--- Begin Records to use ---

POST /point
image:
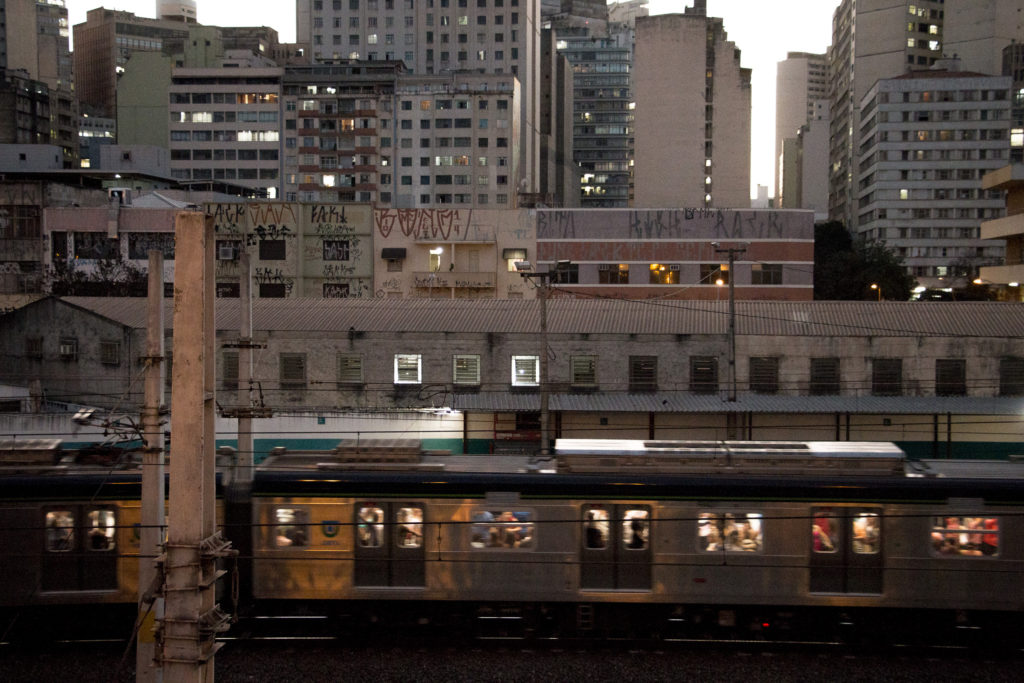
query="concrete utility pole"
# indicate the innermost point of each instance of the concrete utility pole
(544, 279)
(192, 620)
(151, 537)
(732, 252)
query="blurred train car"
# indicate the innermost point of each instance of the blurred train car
(768, 540)
(656, 537)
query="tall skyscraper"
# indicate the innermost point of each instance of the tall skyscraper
(692, 114)
(440, 37)
(35, 34)
(927, 139)
(871, 40)
(801, 83)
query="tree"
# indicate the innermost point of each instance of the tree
(845, 267)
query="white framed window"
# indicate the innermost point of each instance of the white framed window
(349, 369)
(466, 369)
(408, 369)
(525, 371)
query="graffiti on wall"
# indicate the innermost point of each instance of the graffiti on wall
(273, 276)
(674, 224)
(441, 224)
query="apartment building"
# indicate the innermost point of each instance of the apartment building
(692, 141)
(801, 85)
(440, 37)
(927, 139)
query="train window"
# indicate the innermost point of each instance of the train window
(966, 537)
(636, 528)
(502, 528)
(290, 527)
(734, 532)
(824, 530)
(59, 530)
(596, 528)
(865, 532)
(370, 528)
(101, 529)
(410, 527)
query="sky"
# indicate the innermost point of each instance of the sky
(763, 30)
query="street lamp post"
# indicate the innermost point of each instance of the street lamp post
(544, 280)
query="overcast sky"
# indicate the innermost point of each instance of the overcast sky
(763, 30)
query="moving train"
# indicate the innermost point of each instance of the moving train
(603, 538)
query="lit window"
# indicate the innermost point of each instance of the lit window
(408, 368)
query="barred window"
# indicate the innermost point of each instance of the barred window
(293, 370)
(643, 373)
(764, 375)
(584, 371)
(950, 377)
(229, 371)
(525, 371)
(466, 369)
(887, 377)
(110, 352)
(1012, 377)
(824, 377)
(349, 369)
(704, 374)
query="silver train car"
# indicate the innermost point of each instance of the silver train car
(603, 539)
(687, 537)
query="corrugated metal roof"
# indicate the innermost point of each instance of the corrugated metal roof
(683, 402)
(815, 318)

--- End Records to use ---

--- Directions for this task ---
All of the entries need to be transcribed word for word; pictures are left out.

--- The answer ---
POST /point
image:
query="concrete utility pole"
# indicate the innermost point of each instance of the concrete utility pole
(544, 279)
(192, 620)
(151, 537)
(732, 252)
query="blurred train car"
# indicate the innermost point of each instance of the blurred train car
(768, 540)
(656, 537)
query="tall skyscraper"
# indicate the innermost point of each instance of the tall skyscraper
(692, 114)
(440, 37)
(35, 34)
(927, 139)
(871, 40)
(801, 83)
query="tree"
# indicate the innermost point of each instance of the tree
(845, 267)
query="white framed window"
# indicate the innermost point of each instance of the white framed window
(349, 369)
(466, 369)
(408, 369)
(525, 371)
query="graffiti on wall"
# indicate the innermost point of each instance of the graffiti on wall
(273, 276)
(674, 224)
(441, 224)
query="apartment building"
# indicate the innermost point of each instance of the apartment building
(692, 141)
(801, 85)
(440, 37)
(927, 139)
query="train window"
# indicate the innermost point of each instance of the train window
(966, 537)
(636, 528)
(502, 528)
(290, 527)
(734, 532)
(824, 530)
(59, 530)
(596, 528)
(865, 532)
(370, 528)
(101, 529)
(410, 527)
query="sky"
# indicate the innermost point of each instance of the sky
(763, 30)
query="street lamp post"
# indicate the innermost point of each instance of the street lamp post
(544, 280)
query="overcast sky"
# indicate the innermost point of each instance of the overcast sky
(763, 30)
query="moving train"
# indicate the innermost point of each instance of the moving train
(603, 538)
query="lit window"
# indicate the innermost point of each instance of the lit window
(408, 368)
query="barred window"
# indicate the innermost point of each instance of the barred window
(293, 370)
(643, 373)
(764, 375)
(584, 371)
(950, 377)
(229, 371)
(525, 371)
(466, 369)
(887, 377)
(110, 352)
(1012, 377)
(824, 377)
(349, 369)
(704, 374)
query="silver train car"
# indicate the innermost point of each instance of the silver train car
(603, 539)
(687, 537)
query="corrugated metal roof"
# indicate the innermost point of each instance of the corrugated metal roof
(683, 402)
(815, 318)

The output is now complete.